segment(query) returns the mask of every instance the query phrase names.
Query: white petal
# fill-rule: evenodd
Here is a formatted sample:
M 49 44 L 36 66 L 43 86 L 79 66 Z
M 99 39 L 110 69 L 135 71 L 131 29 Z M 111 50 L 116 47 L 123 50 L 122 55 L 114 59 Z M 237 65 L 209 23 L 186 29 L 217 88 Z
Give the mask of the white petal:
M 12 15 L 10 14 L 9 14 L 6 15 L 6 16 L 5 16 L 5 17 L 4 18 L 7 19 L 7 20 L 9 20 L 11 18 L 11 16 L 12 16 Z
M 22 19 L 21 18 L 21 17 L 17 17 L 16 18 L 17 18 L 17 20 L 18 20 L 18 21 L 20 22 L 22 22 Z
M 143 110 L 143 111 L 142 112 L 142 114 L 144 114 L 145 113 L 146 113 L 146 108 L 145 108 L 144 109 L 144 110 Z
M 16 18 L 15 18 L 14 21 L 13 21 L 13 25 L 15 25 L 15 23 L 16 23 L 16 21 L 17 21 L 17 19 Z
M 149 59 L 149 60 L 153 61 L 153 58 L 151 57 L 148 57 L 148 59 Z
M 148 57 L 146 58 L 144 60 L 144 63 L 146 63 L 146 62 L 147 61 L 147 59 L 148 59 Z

▶ Given instruction
Render the data above as a Markdown table with the columns Row and Line. Give each nonblank line its own numbered row, in order.

▶ Answer for this exercise
| Row | Line |
|---|---|
| 1 | segment(query) returns the mask of every instance the query phrase names. |
| 2 | Query: white petal |
| 3 | # fill-rule: evenodd |
| 4 | Here is a formatted sample: |
| 5 | M 49 44 L 36 66 L 43 86 L 79 66 Z |
| 6 | M 99 39 L 110 69 L 135 71 L 131 29 Z M 111 50 L 116 47 L 123 50 L 122 55 L 114 59 Z M 237 65 L 209 23 L 186 29 L 217 88 Z |
| 7 | Give the mask of the white petal: |
| 8 | M 12 15 L 10 14 L 9 14 L 6 15 L 6 16 L 5 16 L 5 17 L 4 18 L 7 19 L 7 20 L 9 20 L 11 18 L 11 16 L 12 16 Z |
| 9 | M 22 19 L 21 18 L 21 17 L 17 17 L 16 18 L 17 18 L 17 20 L 18 20 L 18 21 L 20 22 L 22 22 Z |
| 10 | M 143 110 L 143 111 L 142 112 L 142 114 L 144 114 L 145 113 L 146 113 L 146 108 L 145 108 L 144 109 L 144 110 Z |
| 11 | M 16 18 L 15 18 L 14 21 L 13 21 L 13 25 L 15 25 L 15 23 L 16 23 L 16 21 L 17 21 L 17 19 Z |
| 12 | M 149 59 L 149 60 L 153 61 L 153 58 L 151 57 L 148 57 L 148 59 Z |
| 13 | M 148 57 L 146 58 L 144 60 L 144 63 L 146 63 L 146 62 L 147 61 L 147 59 L 148 59 Z |